## YOUR ASSIGNMENT
Exactly as written, return every line of the data below.

## Stored records
Content starts
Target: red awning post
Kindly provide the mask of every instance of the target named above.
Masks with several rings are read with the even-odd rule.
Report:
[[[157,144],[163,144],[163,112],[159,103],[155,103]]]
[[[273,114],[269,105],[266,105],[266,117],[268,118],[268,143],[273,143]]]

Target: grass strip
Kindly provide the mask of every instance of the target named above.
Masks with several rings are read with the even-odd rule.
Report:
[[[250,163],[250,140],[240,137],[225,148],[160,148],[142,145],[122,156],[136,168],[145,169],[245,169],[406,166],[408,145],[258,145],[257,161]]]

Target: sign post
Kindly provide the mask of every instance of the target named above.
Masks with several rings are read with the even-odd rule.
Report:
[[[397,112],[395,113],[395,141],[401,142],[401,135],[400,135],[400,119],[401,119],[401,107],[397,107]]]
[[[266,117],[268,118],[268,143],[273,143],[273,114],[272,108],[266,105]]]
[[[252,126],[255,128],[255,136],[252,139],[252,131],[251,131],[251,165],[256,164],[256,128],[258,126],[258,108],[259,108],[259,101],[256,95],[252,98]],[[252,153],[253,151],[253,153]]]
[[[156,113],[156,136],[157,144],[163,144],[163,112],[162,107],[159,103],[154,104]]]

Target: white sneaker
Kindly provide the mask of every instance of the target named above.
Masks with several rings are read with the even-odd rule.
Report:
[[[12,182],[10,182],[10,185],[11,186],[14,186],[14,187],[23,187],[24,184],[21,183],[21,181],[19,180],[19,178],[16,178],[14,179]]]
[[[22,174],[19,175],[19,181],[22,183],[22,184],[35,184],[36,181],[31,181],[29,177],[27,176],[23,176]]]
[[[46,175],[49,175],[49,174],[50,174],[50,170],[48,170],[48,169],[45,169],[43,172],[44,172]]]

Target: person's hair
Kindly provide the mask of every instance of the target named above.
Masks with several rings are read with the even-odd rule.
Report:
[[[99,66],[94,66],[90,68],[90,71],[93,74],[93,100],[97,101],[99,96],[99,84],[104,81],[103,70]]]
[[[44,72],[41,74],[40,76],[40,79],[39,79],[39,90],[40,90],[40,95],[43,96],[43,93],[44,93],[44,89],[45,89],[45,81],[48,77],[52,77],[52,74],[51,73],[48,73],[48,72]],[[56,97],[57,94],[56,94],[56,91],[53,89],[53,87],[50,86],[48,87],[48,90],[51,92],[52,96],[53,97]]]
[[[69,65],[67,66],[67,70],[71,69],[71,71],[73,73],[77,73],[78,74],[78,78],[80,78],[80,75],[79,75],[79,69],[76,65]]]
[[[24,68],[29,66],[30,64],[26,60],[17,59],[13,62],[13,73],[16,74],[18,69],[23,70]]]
Content ends
## YOUR RESPONSE
Target: red awning post
Kindly provide the mask of every instance of the target named above.
Masks with several rings are read with the even-odd rule.
Report:
[[[157,144],[163,144],[163,112],[159,103],[155,103]]]
[[[273,114],[269,105],[266,105],[266,117],[268,118],[268,143],[273,143]]]

Target: grass strip
Kindly provide the mask of every instance of the target named above.
Masks with several rings are read with the even-odd rule.
Report:
[[[250,163],[250,140],[240,137],[225,148],[160,148],[142,145],[122,156],[136,168],[145,169],[245,169],[406,166],[408,145],[258,145],[257,161]]]

Target: sign post
Kindly provide the mask of every instance of the target named above.
Masks with several rings are read with the even-odd rule.
Report:
[[[397,112],[395,113],[395,141],[401,142],[401,135],[400,135],[400,119],[401,119],[401,107],[397,107]]]
[[[266,117],[268,118],[268,143],[273,143],[273,114],[272,108],[266,105]]]
[[[252,126],[255,128],[255,136],[252,139],[252,131],[251,131],[251,165],[256,164],[256,128],[258,126],[258,108],[259,108],[259,101],[256,95],[252,98]],[[252,153],[253,151],[253,153]]]
[[[156,113],[156,136],[157,144],[163,144],[163,112],[162,107],[159,103],[154,104]]]

Target: white sneaker
Kindly provide the mask of every instance of the target named above.
Masks with several rings are read with the even-odd rule.
Report:
[[[12,182],[10,182],[10,185],[11,186],[14,186],[14,187],[23,187],[24,184],[21,183],[21,181],[19,180],[19,178],[16,178],[14,179]]]
[[[22,174],[19,175],[19,181],[22,183],[22,184],[35,184],[36,181],[31,181],[29,177],[27,176],[23,176]]]
[[[46,175],[49,175],[49,174],[50,174],[50,170],[48,170],[48,169],[45,169],[43,172],[44,172]]]

Target: person's hair
Kindly provide the mask of every instance of the target named above.
Masks with several rings are read with the even-odd rule.
Report:
[[[99,66],[94,66],[90,68],[90,71],[93,74],[93,100],[97,101],[99,96],[99,84],[104,81],[103,70]]]
[[[44,72],[41,74],[40,76],[40,79],[39,79],[39,90],[40,90],[40,95],[43,96],[43,93],[44,93],[44,89],[45,89],[45,81],[48,77],[52,77],[52,74],[51,73],[48,73],[48,72]],[[56,97],[57,94],[56,94],[56,91],[53,89],[53,87],[50,86],[48,87],[48,90],[51,92],[52,96],[53,97]]]
[[[69,65],[67,66],[67,70],[71,69],[71,71],[73,73],[77,73],[78,74],[78,78],[80,78],[80,75],[79,75],[79,69],[76,65]]]
[[[24,68],[29,66],[30,64],[26,60],[17,59],[13,62],[13,73],[16,74],[18,69],[23,70]]]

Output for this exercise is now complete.